PROBLEMS TO SOLVE:
1. Decide whether each statement agrees with the passage about grieving a dog. Answer yes or no, and quote the words from the passage that settle it. (a) Tickles died in 2007. (b) Nikka was a Golden Retriever. (c) Tickles was a member of the family for 11 years.
2. Retype the part of the passage about grieving a dog that starts at "Grogan put it" and ends at "gonna be okay.".
3. According to the passage about grieving a dog, where does the family that owned Nikka live?

Yesterday, my good friend Terry Young told me they'd had to bury a beloved pet. The sweet Siberian Husky actually belonged to her daughter's family, but they all live on a "compound" in Naples, so Nikka was truly a "family" dog. Hearing about it stirred up memories of our own loss back in 2007 when our Tickles died. My heart still twists every time I pass the animal hospital where we had to put her down. Maybe the hardest thing I've ever had to do. She was such a precious member of our family for 11 years, and I still miss her.
How is that dogs get so entrenched in our hearts and make themselves at home there? And why do we put ourselves through the agony of such profound grief, knowing that one day we must say good-bye to them? I know, I know. Death is part of life and all that. But with such short life-spans (as compared to humans, I suppose) we face the inevitable much sooner than we'd like. And saying good-bye to a faithful pooch can be excruciating.
Grogan put it this way: "I was embarrassed by how deep my grief went for this dog, deeper than for some humans I had known. It's not that I equated a dog's life with a human's, but outside my immediate family few people had given themselves so selflessly to me."
That explains it. The daily, unconditional love our dogs give us is such a welcome gift in a world that often makes us crazy. Politicians may be ruining our country, the economy may be squeezing the breath out of us, our hearts may be hurting for those devastated by all these natural disasters . . . but when my sweet puppy crawls up in my lap, lays her head against my chest and lets out a contented sigh, I know I'm gonna be okay.
And that's why, after burying such beloved friends, we soon find ourselves looking for a new pup to love. That's why we welcome them into hearts, in spite of "the inevitable" that looms a few years down the road. And that's why they're called man's best friend.

DATA SUPPLIED:
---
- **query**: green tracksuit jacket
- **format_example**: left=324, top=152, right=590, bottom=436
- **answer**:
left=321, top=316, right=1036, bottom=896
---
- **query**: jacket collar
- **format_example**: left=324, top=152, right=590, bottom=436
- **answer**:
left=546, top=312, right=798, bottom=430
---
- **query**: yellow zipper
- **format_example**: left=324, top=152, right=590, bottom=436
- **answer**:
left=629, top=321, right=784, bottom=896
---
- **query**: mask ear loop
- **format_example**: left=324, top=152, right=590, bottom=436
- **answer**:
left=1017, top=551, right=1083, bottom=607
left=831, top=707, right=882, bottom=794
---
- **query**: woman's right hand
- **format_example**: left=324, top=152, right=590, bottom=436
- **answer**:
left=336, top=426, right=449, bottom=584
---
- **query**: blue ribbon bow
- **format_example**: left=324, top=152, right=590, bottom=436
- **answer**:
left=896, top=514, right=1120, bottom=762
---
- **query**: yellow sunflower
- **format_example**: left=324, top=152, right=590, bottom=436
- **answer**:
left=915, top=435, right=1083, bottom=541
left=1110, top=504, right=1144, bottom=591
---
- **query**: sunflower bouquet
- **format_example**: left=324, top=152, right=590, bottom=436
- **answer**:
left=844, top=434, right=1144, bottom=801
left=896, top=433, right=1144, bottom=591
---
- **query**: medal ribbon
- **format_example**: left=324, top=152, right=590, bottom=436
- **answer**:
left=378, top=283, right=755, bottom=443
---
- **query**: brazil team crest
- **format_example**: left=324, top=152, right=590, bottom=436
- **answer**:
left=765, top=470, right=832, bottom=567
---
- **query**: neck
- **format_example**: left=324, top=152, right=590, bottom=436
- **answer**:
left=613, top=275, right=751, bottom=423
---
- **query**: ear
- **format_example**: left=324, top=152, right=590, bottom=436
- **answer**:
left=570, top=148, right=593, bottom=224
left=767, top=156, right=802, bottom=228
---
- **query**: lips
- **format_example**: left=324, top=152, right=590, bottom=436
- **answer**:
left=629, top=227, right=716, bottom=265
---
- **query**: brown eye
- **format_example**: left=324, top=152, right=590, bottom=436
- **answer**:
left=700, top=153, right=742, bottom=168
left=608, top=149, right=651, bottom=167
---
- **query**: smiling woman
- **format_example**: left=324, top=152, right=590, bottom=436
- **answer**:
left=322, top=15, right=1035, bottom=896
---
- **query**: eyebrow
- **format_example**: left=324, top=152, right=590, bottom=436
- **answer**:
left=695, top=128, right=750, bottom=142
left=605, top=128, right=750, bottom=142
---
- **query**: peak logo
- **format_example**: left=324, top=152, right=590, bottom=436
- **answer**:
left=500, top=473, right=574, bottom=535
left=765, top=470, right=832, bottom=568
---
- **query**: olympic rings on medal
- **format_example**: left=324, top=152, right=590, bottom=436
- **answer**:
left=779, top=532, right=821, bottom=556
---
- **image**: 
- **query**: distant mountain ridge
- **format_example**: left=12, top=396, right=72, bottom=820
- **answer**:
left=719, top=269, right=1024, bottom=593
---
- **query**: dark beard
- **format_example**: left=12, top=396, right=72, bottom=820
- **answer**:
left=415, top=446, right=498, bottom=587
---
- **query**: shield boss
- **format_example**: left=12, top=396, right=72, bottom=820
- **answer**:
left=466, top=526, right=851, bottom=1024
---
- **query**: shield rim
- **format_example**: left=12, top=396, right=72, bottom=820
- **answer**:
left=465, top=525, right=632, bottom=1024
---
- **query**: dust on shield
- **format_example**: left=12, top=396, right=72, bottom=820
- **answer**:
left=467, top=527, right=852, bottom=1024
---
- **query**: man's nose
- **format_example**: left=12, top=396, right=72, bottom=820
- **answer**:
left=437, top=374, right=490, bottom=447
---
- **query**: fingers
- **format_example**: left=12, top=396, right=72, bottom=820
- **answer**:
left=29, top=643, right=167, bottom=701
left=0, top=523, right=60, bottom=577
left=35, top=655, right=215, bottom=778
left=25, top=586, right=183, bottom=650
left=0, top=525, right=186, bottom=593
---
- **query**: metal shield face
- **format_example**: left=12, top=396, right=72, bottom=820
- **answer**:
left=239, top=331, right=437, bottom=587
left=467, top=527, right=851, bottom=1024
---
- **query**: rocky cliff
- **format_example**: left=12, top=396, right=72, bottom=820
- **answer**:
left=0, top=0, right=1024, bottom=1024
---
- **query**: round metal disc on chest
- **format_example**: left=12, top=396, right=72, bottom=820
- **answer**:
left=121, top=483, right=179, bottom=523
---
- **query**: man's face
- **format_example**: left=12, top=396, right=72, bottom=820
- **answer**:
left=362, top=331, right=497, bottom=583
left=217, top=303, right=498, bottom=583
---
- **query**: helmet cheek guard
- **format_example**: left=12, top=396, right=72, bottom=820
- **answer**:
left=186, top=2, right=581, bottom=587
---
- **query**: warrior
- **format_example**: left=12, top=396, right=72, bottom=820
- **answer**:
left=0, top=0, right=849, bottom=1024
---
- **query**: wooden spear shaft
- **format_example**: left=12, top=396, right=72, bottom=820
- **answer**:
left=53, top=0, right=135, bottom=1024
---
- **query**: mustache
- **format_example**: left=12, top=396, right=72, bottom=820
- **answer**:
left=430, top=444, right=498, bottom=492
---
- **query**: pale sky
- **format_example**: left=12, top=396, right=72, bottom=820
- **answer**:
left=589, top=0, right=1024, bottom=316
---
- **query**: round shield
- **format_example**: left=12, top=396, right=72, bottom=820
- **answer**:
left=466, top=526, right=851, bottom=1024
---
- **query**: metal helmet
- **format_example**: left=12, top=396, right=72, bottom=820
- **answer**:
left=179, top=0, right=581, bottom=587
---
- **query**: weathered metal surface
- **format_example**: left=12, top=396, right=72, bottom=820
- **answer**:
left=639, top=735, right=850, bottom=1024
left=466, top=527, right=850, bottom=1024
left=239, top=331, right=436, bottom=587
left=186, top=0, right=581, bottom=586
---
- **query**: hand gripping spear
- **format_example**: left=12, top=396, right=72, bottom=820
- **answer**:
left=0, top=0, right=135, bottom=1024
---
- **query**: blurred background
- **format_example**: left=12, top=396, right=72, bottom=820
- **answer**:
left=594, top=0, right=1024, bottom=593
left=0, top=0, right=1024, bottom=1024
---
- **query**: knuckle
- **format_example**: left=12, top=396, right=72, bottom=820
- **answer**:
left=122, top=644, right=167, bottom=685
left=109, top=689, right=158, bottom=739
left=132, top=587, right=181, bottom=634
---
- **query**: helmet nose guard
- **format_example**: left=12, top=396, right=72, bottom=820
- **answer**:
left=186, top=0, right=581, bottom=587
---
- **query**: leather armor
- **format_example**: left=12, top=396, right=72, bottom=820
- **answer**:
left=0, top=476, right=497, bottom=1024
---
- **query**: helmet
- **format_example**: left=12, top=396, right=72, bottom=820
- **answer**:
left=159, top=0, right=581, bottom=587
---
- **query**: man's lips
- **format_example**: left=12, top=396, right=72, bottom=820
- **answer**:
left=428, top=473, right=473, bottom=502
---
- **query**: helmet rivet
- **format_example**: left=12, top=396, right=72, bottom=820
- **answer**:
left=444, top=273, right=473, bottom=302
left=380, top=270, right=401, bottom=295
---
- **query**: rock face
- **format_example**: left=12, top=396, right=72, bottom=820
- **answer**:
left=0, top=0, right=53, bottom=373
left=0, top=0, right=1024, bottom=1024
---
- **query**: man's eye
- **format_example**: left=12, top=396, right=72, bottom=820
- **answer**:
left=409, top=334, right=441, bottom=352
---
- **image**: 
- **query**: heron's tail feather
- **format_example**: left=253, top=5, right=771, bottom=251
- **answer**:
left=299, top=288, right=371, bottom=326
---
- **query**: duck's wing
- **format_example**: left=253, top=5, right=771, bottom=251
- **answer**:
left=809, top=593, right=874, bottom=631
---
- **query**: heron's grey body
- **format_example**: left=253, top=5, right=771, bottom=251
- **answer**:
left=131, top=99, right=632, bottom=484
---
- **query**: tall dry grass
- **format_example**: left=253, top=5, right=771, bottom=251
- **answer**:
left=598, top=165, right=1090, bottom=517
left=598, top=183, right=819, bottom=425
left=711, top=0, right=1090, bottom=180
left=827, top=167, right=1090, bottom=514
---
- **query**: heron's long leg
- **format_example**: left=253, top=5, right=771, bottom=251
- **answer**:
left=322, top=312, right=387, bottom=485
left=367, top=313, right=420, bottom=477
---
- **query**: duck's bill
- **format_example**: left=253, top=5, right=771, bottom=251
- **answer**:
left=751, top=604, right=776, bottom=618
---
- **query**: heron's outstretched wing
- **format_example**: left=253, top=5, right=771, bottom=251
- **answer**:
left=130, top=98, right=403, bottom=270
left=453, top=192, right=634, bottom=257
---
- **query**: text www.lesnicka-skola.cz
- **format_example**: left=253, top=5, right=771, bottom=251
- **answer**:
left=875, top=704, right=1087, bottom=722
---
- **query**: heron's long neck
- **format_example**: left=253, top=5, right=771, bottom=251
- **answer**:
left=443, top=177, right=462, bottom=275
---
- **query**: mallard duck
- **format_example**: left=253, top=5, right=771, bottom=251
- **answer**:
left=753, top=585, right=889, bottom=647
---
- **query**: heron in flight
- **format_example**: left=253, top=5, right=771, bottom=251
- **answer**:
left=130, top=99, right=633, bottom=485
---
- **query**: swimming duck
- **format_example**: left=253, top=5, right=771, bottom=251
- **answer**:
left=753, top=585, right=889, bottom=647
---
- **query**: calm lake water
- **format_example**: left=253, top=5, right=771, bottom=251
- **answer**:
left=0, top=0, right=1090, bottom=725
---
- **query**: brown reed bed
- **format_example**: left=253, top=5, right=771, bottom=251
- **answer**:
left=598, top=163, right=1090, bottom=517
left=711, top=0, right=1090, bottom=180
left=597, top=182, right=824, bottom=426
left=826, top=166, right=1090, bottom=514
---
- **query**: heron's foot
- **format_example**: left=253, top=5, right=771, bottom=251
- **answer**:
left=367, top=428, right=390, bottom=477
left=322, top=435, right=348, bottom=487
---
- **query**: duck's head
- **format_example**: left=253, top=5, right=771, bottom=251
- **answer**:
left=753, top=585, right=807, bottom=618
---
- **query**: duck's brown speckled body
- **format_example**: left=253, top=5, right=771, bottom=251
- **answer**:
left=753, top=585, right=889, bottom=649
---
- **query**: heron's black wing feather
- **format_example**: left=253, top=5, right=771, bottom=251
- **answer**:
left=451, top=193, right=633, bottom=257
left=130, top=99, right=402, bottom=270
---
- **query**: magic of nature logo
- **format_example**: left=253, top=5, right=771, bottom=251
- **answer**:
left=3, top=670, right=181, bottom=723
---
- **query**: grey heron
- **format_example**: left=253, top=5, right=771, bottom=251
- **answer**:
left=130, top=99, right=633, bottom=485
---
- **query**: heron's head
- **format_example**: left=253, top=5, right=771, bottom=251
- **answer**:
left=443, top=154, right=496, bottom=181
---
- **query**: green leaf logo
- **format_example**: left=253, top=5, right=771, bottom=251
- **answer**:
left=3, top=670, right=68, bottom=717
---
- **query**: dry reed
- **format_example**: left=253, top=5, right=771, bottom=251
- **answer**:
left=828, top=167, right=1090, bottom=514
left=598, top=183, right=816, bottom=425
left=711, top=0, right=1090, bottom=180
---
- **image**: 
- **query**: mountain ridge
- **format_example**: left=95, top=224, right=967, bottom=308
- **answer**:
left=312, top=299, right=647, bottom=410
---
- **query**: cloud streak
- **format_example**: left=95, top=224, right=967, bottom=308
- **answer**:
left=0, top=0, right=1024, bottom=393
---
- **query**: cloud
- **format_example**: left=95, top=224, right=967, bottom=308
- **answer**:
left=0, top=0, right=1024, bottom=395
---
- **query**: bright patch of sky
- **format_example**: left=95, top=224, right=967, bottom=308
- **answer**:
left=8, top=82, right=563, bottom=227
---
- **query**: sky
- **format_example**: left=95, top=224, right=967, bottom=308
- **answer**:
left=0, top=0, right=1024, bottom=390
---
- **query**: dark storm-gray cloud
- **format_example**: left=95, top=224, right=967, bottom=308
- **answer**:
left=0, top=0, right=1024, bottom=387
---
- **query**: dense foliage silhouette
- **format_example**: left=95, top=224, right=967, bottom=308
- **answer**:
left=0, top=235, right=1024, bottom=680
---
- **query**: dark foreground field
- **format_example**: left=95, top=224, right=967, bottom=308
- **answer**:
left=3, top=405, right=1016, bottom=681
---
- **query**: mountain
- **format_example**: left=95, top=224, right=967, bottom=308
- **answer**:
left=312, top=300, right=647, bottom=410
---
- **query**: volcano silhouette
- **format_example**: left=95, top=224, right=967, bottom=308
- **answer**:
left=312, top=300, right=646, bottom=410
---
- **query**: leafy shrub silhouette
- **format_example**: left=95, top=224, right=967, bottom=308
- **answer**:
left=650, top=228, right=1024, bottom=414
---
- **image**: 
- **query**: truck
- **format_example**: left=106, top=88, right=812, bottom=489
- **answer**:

ANSWERS BY TASK:
1.
(a) Yes: "our own loss back in 2007 when our Tickles died"
(b) No: "The sweet Siberian Husky actually belonged to her daughter's family"
(c) Yes: "She was such a precious member of our family for 11 years"

2.
Grogan put it this way: "I was embarrassed by how deep my grief went for this dog, deeper than for some humans I had known. It's not that I equated a dog's life with a human's, but outside my immediate family few people had given themselves so selflessly to me."
That explains it. The daily, unconditional love our dogs give us is such a welcome gift in a world that often makes us crazy. Politicians may be ruining our country, the economy may be squeezing the breath out of us, our hearts may be hurting for those devastated by all these natural disasters . . . but when my sweet puppy crawls up in my lap, lays her head against my chest and lets out a contented sigh, I know I'm gonna be okay.

3. They live on a "compound" in Naples.